Task instructions »
Render every line of the material below as a Markdown table with two columns, Row and Entry. Number the rows in order and leave out any blank lines.

[Entries from an annotation dataset]
#####

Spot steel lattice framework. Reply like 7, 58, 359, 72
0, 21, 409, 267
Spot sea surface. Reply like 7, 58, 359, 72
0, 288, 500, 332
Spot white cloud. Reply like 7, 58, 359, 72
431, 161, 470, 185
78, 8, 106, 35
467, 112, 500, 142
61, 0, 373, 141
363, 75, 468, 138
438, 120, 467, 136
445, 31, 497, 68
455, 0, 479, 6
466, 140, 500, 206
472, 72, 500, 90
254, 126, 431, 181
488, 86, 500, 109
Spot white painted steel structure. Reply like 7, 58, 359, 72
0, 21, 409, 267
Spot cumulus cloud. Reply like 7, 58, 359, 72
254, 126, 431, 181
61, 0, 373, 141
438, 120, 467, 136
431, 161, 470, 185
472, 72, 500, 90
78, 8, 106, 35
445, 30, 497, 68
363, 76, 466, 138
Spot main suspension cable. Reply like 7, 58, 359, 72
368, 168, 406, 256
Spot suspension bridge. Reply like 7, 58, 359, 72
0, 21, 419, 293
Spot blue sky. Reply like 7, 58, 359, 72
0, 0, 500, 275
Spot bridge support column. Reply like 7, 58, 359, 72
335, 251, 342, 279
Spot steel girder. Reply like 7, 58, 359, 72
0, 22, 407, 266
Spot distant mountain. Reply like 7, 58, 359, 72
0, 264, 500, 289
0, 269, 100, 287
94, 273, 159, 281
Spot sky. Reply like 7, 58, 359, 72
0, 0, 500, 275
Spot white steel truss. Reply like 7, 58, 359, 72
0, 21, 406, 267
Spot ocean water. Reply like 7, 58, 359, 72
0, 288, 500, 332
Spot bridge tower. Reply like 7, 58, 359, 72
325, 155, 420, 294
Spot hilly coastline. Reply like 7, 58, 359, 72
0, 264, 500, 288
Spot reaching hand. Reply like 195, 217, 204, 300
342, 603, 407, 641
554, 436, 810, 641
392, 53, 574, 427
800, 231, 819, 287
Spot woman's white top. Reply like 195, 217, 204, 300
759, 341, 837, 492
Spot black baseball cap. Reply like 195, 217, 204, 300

#####

Problem solution »
| Row | Entry |
|---|---|
| 1 | Spot steel lattice framework. Reply like 7, 58, 359, 72 |
| 2 | 0, 21, 409, 267 |
| 3 | Spot sea surface. Reply like 7, 58, 359, 72 |
| 4 | 0, 288, 500, 332 |
| 5 | Spot white cloud. Reply like 7, 58, 359, 72 |
| 6 | 431, 161, 470, 185 |
| 7 | 78, 8, 106, 35 |
| 8 | 467, 112, 500, 142 |
| 9 | 61, 0, 373, 141 |
| 10 | 363, 75, 468, 138 |
| 11 | 438, 120, 467, 136 |
| 12 | 445, 31, 497, 68 |
| 13 | 455, 0, 479, 6 |
| 14 | 466, 140, 500, 206 |
| 15 | 472, 72, 500, 90 |
| 16 | 254, 126, 431, 181 |
| 17 | 488, 86, 500, 109 |
| 18 | Spot white painted steel structure. Reply like 7, 58, 359, 72 |
| 19 | 0, 21, 409, 267 |
| 20 | Spot cumulus cloud. Reply like 7, 58, 359, 72 |
| 21 | 254, 126, 431, 181 |
| 22 | 61, 0, 373, 141 |
| 23 | 438, 120, 467, 136 |
| 24 | 431, 161, 470, 185 |
| 25 | 472, 72, 500, 90 |
| 26 | 78, 8, 106, 35 |
| 27 | 445, 30, 497, 68 |
| 28 | 363, 76, 466, 138 |
| 29 | Spot main suspension cable. Reply like 7, 58, 359, 72 |
| 30 | 368, 168, 406, 256 |
| 31 | Spot suspension bridge. Reply like 7, 58, 359, 72 |
| 32 | 0, 21, 419, 293 |
| 33 | Spot blue sky. Reply like 7, 58, 359, 72 |
| 34 | 0, 0, 500, 275 |
| 35 | Spot bridge support column. Reply like 7, 58, 359, 72 |
| 36 | 335, 251, 342, 279 |
| 37 | Spot steel girder. Reply like 7, 58, 359, 72 |
| 38 | 0, 22, 407, 266 |
| 39 | Spot distant mountain. Reply like 7, 58, 359, 72 |
| 40 | 0, 264, 500, 289 |
| 41 | 0, 269, 100, 287 |
| 42 | 94, 273, 159, 281 |
| 43 | Spot sky. Reply like 7, 58, 359, 72 |
| 44 | 0, 0, 500, 275 |
| 45 | Spot white steel truss. Reply like 7, 58, 359, 72 |
| 46 | 0, 21, 406, 267 |
| 47 | Spot ocean water. Reply like 7, 58, 359, 72 |
| 48 | 0, 288, 500, 332 |
| 49 | Spot bridge tower. Reply like 7, 58, 359, 72 |
| 50 | 325, 155, 420, 294 |
| 51 | Spot hilly coastline. Reply like 7, 58, 359, 72 |
| 52 | 0, 264, 500, 288 |
| 53 | Spot reaching hand. Reply like 195, 217, 204, 300 |
| 54 | 342, 603, 407, 641 |
| 55 | 554, 436, 810, 641 |
| 56 | 392, 53, 574, 427 |
| 57 | 800, 231, 819, 287 |
| 58 | Spot woman's white top. Reply like 195, 217, 204, 300 |
| 59 | 759, 341, 837, 492 |
| 60 | Spot black baseball cap. Reply like 195, 217, 204, 300 |